Record extracts.
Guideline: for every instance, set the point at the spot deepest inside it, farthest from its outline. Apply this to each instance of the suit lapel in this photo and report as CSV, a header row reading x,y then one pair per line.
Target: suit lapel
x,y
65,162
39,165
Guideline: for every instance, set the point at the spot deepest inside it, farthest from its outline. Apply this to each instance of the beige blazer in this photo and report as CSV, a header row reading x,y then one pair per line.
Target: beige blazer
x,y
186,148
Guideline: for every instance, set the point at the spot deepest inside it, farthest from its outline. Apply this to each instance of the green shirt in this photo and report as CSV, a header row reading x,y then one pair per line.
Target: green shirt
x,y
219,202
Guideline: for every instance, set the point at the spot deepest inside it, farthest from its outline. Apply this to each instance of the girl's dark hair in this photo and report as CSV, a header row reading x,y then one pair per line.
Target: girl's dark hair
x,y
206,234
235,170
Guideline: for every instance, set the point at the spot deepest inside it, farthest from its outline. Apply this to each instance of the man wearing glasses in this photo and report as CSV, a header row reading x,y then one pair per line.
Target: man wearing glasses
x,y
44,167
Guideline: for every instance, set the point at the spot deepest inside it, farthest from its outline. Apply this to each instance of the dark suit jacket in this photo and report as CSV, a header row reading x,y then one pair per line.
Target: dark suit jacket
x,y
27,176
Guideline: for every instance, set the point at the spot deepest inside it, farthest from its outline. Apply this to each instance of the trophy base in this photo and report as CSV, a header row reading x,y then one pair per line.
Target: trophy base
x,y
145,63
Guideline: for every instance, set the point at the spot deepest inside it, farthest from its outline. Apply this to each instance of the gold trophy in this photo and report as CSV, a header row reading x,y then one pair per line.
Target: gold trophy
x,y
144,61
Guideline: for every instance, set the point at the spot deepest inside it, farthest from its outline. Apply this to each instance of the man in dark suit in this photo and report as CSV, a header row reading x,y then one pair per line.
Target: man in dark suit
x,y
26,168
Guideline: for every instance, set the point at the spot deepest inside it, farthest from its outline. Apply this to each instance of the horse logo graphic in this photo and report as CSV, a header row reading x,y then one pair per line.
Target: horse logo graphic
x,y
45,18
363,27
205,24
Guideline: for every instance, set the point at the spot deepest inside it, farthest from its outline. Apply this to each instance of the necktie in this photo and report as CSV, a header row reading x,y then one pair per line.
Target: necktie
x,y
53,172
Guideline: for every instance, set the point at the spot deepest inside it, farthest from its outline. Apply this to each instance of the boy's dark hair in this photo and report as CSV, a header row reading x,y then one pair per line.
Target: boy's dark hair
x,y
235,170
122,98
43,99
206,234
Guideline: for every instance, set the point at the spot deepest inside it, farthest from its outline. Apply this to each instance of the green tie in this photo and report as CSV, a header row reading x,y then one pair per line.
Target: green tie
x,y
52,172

Work request. Reproduce each record exactly as it appears.

Written response.
Guideline: for every instance, set the point at the spot deepest inside it, farthest from its outline. Apply this to each instance of the suit lapel in this photo and report as CSV, a header row reading x,y then one pair per line.
Target: suit lapel
x,y
65,162
39,165
Guideline: for every instance, set the point at the spot deepest inside it, farthest from its outline. Apply this to each instance of the beige blazer in this photo and report as CSV, a header row reading x,y then one pair per line.
Target: beige blazer
x,y
186,148
Guideline: for every instance, set the point at the spot deepest inside it, farthest from its outline. Apply this to each instance of the green shirt in this photo and report as CSV, a header row reading x,y then one pair per line.
Target: green shirt
x,y
219,202
Guideline: for every instance, set the point at the spot deepest inside it, farthest from its outline. Apply this to each instance of the girl's dark hair in this photo and report as CSV, a header row reading x,y then one pair per line.
Target: girl's dark hair
x,y
206,234
235,170
Guideline: for every instance, set the point at the spot deepest inside it, farthest from its outline. Apply this to each instance of the man wearing glasses in this photo and report as CSV, a header row reading x,y then one pair per line.
Target: man wearing glasses
x,y
44,167
Guideline: for every instance, set the point at the spot deepest inside it, farthest from its outline. Apply this to each instance of the dark suit jacket in this photo and report as CSV, a header row reading x,y then one pair per line.
Target: dark suit jacket
x,y
27,176
Guideline: for every instance, set the point at the spot deepest inside it, farthest from its outline. Apply this to each instance of the trophy base in this photo and report as CSV, a header row reading x,y then one pair per line.
Target: trophy base
x,y
145,63
Guideline: for every instance, set the point at the spot deepest inside it, farthest from its outline. Apply this to each instance of the gold trophy in this photo and report as CSV, a header row reading x,y then one pair per line.
Target: gold trophy
x,y
144,61
Guideline: for every instance, set the point at the spot deepest inside it, farthest from its outline. Apply this to each instance of the man in dark suit in this photo and report as CSV, a header row reading x,y then one pair per line.
Target: man in dark suit
x,y
26,168
Guideline: for every instance, set the point at the spot deepest inside it, farthest from its outline. Apply this to each instance of the horse logo graphic in this photo and report as CSV, a header row reading x,y then one pair per line.
Target: horse logo graphic
x,y
45,18
363,27
205,24
Guideline: for every instance, set the point at the spot deepest inside it, farthest from its outline. Apply this to each instance of the necktie in this photo and report as CSV, a header row reading x,y then one pair per line.
Target: necktie
x,y
53,172
Guideline: for every instance, set the point at the spot deepest inside it, farthest from its outline. Apply this to each instance of the boy's dark hair in this photo and report as CSV, a header row reading x,y then one pair per line.
Target: boy's dark hair
x,y
235,170
122,98
43,99
206,234
Guideline: for every instance, set the point at the spot deepest inside it, farthest from its outline. Apply this to each instance of the green tie in this photo and report as CSV, a header row reading x,y then one pair per line.
Target: green tie
x,y
52,172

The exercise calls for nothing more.